Saved data entries:
----

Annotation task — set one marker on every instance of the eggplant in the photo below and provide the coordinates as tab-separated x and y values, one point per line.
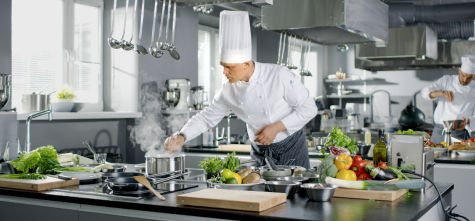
380	173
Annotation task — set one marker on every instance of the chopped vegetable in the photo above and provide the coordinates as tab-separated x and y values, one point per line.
231	162
377	185
339	139
212	165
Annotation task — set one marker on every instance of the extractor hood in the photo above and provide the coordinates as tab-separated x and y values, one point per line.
416	42
329	22
449	53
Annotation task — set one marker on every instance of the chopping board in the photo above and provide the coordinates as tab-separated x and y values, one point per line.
232	199
236	147
37	185
385	195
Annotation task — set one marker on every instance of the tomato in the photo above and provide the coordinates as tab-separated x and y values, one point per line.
364	176
357	158
358	167
343	162
382	165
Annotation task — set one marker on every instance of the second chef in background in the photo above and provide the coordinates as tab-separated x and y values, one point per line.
268	97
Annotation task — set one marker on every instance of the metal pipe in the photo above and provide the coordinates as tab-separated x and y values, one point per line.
30	117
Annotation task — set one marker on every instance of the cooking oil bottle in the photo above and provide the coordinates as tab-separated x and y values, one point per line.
380	151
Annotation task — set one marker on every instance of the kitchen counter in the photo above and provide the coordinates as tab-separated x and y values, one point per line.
55	204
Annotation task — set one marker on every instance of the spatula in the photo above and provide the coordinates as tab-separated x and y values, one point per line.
146	183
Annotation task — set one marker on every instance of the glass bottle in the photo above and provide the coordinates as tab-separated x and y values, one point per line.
380	151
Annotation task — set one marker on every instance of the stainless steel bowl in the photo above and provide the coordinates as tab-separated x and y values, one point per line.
288	187
319	191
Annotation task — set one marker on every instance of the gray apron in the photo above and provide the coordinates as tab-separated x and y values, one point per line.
292	147
438	136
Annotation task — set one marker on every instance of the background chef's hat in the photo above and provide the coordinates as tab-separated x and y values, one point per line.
468	64
235	37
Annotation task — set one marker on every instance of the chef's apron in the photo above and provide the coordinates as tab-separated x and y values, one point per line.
438	136
292	147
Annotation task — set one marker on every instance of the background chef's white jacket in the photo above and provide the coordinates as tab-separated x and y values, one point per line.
463	104
272	94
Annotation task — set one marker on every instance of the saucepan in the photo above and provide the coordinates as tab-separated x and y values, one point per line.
164	164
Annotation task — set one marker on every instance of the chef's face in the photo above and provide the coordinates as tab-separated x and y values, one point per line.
465	78
237	72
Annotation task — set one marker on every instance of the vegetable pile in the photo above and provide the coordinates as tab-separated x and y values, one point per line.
338	139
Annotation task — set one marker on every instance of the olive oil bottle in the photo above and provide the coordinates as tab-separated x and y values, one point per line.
379	151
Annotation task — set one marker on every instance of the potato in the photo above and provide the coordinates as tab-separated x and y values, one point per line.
244	172
252	178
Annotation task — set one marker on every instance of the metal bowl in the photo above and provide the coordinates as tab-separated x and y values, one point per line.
319	191
288	187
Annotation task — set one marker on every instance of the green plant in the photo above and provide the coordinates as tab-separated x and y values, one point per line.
65	94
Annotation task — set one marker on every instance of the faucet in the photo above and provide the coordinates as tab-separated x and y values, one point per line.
30	117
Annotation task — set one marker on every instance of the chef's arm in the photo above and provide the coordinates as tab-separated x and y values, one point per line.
296	95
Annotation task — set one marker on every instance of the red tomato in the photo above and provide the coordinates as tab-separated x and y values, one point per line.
382	165
364	176
357	158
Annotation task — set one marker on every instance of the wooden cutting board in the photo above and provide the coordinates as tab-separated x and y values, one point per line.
37	185
236	147
389	195
232	199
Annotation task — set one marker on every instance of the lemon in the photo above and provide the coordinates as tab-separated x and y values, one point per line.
237	177
226	174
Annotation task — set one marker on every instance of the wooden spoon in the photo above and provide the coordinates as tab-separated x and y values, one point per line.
146	183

----

Copy the records word for word, leaving no picture in the copy.

Annotation task — set one marker on every instance of the eggplant in the photo below and provide the coordinates as tab-separated x and y values, one point per line.
380	173
Annotation task — set one marker on every instance of the chopped vegetable in the photo above and provide the coordinates as tab-separated x and y values, one point per line.
231	162
377	185
339	139
212	165
Annotation task — set one marker on every instance of the extractor hood in the photo above and provide the coordinates as tab-separated x and y values, one point per line.
416	42
329	22
449	53
Annotation task — set one marker on every instance of the chopping board in the photo above and provide the coordinates as tab-separated x and y values, one point per line.
232	199
236	147
37	185
385	195
Annotation task — set one marker on every instance of the tomato in the photo above and provide the coordinates as tab-separated x and y values, one point per line.
364	176
357	158
358	167
343	162
382	165
Annotation task — set one marker on every instance of the second chef in background in the photo above and provide the coordinates as tab-separated x and y values, one point per line.
268	97
Annotation task — set one marker on every instance of the metal pipe in the photo above and provide the coordinates as tab-separated x and y values, one point per line.
30	117
Annotation task — set one marker on every instance of the cooking oil bottle in the photo above and provide the coordinates as tab-separated x and y values, one point per line.
380	151
Annotation task — set one marker on every instance of the kitchen counter in the photo above and provide the coordinates as tab-separated x and y values, one point per line.
55	204
Annotation task — set one marker on every instance of the spatula in the photo above and provide the coordinates as tab-separated x and y values, one point per line.
146	183
Annotation task — set one marker on every instance of the glass bottle in the photo above and provide the coordinates as tab-separated x and y values, one point per line.
380	151
Annotation task — set one marker on every instance of the stainless steel bowl in the photo above and provide the coordinates as tab-separated x and y values, one point per line.
288	187
319	191
Annotation task — set one marker on every instance of the gray apron in the photo above and provide the coordinates as tab-separated x and y values, one point per line.
292	147
438	136
Annotation task — set one marker on every instance of the background chef's hat in the photo above and provide the coordinates as tab-separated x and y values, one point per line.
468	64
235	37
Annotation task — set one marker on every instance of the chef's apron in the photo above and provide the coordinates as tab-separated x and y values, one point per line.
438	136
292	147
Annotation task — set one marker on every instance of the background chef's white jacket in the photo above and provide the coordinates as tab-separated x and y values, one point per line.
463	104
272	94
Annotation task — set one marker on every instance of the saucepan in the photo above and provide the coordinates as tab-separated x and y values, one point per line.
164	164
Annotation task — set one marker on every instance of the chef's face in the photo above and provide the coordinates as tab-separated x and y values, one point per line.
465	78
237	72
Annotation task — set one marker on every instance of the vegetable pile in the photo above and provide the coordinates as tab-separated x and y values, one point per line.
338	139
Annotation task — set one marker on every instance of the olive oil bottle in the photo above and provide the coordinates as tab-separated x and y values, one point per line.
379	151
Annotation task — set one marker on every instance of the potato in the photo above and provide the coordinates as tab-separated x and y values, one point per line.
244	172
252	178
Annotation task — set one marker on every instance of the metal bowl in the photo above and provide the coordinates as tab-separated x and y values, one point per line.
319	191
288	187
Annotation task — set one marker on every instance of the green plant in the photo above and provide the coordinates as tab-separated x and y values, one point per line.
65	94
Annotation task — set one marker on every instance of the faucet in the photo above and provide the coordinates as tab-separated x and y values, one point per line.
30	117
Annotation task — set one marker on every instance of the chef's arm in the photo above and provide the coordinates as tab-separated x and y values, one point per line.
296	95
Annotation task — set one marker on every instance of the red tomato in the photo above and provide the coordinates as tab-separated x and y values, one point per line.
382	165
364	176
357	158
Annotation task — set one marker on every instance of the wooden cutting board in the photo above and provide the coordinates as tab-separated x and y values, one point per line.
37	185
236	147
389	195
232	199
Annotation task — set one marker on every instance of the lemon in the photo above and provide the coordinates as tab-separated x and y values, one point per line.
237	177
226	174
Annotation task — set one marker on every instance of the wooden spoon in the photo above and provide the coordinates as tab-separated x and y values, one point per line.
146	183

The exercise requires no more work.